*Passage*.
* * * * *

Yet Coke spent little time in legal work as he knew himself called to the ministry. His first appointment following ordination as an Anglican clergyman was as assistant in a parish in Somerset. The flame that had ignited so many people fired soon him too, and in August, 1776, he sat down with John Wesley and offered himself as an itinerant preacher willing to go anywhere in the world. Wesley’s response was not what Coke expected: the young man was to “go on in the same path…visiting from house to house.” A few months later a new senior minister, hostile to Methodist convictions, arrived in the parish. Soon angry at his young assistant, the older man fired Coke on Easter Sunday, 1777 — and encouraged everyone to celebrate the dismissal by ringing the church bells and opening a hogshead of cider. (Thirty years later Coke would be vindicated: he returned to town and church and addressed a crowd of 2000.)

Throughout the Methodist awakening Wesley had forbidden his lay-preachers to administer the sacraments lest his people be accused of separating from the Church of England. An Anglican by conviction, Wesley wanted his unchurched converts to find a spiritual home in Anglicanism too. He knew as well that the Toleration Act that provided refuge for Dissenters wouldn’t protect his people, since he had never had them register with the authorities as Dissenters. His people would be seen as disruptive concerning the established church (and therefore liable to criminal prosecution) yet unsheltered by the laws safeguarding Christians who had publicly identified themselves as non-Anglicans. Wesley had always wanted Methodism to remain a renewal movement within the mother-Church.

In America the Methodist people were largely deprived of clergy and the sacramental ministry they provided. Wesley asked the Bishop of London to ordain men for the new world. The bishop refused. The shortage worsened after the American Revolution when nearly all the Anglican clergy, steadfastly loyal to the crown, returned to England. After much anguish Wesley “laid hands on” Coke. To anyone steeped in Anglicanism this could mean only that Coke had been consecrated bishop. On the same occasion Wesley ordained two lay-preachers as clergy for the New World. In the face of outrage from Anglican officialdom — and fury from his brother Charles who had always vowed, “Ordination means separation!” — Wesley resolutely stood by an insight that all biblical scholars today agree on: in the New Testament “bishop” (overseer) and “presbyter” (elder) describe the same person. Coke was to be the first Methodist bishop in the new world.

* * * * *

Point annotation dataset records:
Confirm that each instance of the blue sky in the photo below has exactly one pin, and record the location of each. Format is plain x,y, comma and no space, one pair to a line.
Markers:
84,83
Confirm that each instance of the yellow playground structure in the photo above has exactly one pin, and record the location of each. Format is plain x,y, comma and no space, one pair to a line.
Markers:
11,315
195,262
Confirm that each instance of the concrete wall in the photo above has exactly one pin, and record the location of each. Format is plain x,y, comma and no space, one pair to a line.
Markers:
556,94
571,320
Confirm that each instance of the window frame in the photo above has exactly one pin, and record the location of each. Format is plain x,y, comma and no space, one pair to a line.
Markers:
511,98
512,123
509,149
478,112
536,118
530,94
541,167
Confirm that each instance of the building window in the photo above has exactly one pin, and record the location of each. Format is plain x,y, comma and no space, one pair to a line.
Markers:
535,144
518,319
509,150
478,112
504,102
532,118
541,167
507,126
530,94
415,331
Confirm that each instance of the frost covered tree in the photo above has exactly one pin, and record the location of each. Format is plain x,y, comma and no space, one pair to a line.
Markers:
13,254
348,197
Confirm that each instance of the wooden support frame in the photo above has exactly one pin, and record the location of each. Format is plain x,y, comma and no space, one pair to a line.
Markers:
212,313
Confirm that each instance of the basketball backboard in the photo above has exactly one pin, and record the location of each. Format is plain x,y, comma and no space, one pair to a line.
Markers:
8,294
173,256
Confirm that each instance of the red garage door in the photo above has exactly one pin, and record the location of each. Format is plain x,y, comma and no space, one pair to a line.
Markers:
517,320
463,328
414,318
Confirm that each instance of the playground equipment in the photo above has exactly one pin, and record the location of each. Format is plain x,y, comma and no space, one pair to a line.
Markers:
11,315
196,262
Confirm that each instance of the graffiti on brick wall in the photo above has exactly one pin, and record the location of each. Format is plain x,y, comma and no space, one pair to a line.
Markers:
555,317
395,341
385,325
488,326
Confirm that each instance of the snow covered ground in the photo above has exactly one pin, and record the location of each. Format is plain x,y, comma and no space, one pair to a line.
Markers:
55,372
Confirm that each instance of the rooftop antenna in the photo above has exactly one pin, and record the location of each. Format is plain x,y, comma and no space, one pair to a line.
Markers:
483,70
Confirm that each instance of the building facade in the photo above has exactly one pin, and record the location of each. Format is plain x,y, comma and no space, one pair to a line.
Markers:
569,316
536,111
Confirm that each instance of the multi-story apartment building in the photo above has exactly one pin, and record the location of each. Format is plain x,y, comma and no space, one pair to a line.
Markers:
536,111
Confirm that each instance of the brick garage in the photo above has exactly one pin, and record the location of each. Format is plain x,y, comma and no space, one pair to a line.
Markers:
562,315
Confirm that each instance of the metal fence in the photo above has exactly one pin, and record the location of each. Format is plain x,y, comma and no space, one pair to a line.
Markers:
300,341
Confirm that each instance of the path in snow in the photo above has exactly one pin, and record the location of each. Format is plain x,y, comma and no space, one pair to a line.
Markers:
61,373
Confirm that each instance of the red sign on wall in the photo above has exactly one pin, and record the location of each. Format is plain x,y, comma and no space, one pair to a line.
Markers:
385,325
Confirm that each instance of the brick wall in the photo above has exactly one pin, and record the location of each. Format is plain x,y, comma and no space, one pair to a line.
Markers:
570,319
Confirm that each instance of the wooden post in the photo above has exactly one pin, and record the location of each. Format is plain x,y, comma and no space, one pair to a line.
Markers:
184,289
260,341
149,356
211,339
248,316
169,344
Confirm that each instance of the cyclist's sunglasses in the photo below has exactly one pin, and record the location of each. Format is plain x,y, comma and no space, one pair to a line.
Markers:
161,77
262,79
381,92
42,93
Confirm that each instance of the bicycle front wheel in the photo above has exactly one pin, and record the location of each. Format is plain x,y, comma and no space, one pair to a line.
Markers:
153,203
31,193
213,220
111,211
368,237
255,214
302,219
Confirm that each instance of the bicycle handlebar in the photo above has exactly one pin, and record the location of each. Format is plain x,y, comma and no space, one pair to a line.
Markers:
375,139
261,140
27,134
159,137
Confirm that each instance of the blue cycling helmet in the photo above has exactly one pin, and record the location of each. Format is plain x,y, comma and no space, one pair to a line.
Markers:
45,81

* * * * *

*Instructions*.
1. Copy the stretch of the Coke passage from "Throughout the Methodist" through "within the mother-Church.", swapping "Dissenters" for "Nonconformists".
2. According to the Coke passage, on what day was Coke fired from the parish in Somerset?

*The results*.
1.
Throughout the Methodist awakening Wesley had forbidden his lay-preachers to administer the sacraments lest his people be accused of separating from the Church of England. An Anglican by conviction, Wesley wanted his unchurched converts to find a spiritual home in Anglicanism too. He knew as well that the Toleration Act that provided refuge for Nonconformists wouldn’t protect his people, since he had never had them register with the authorities as Nonconformists. His people would be seen as disruptive concerning the established church (and therefore liable to criminal prosecution) yet unsheltered by the laws safeguarding Christians who had publicly identified themselves as non-Anglicans. Wesley had always wanted Methodism to remain a renewal movement within the mother-Church.

2. Easter Sunday, 1777.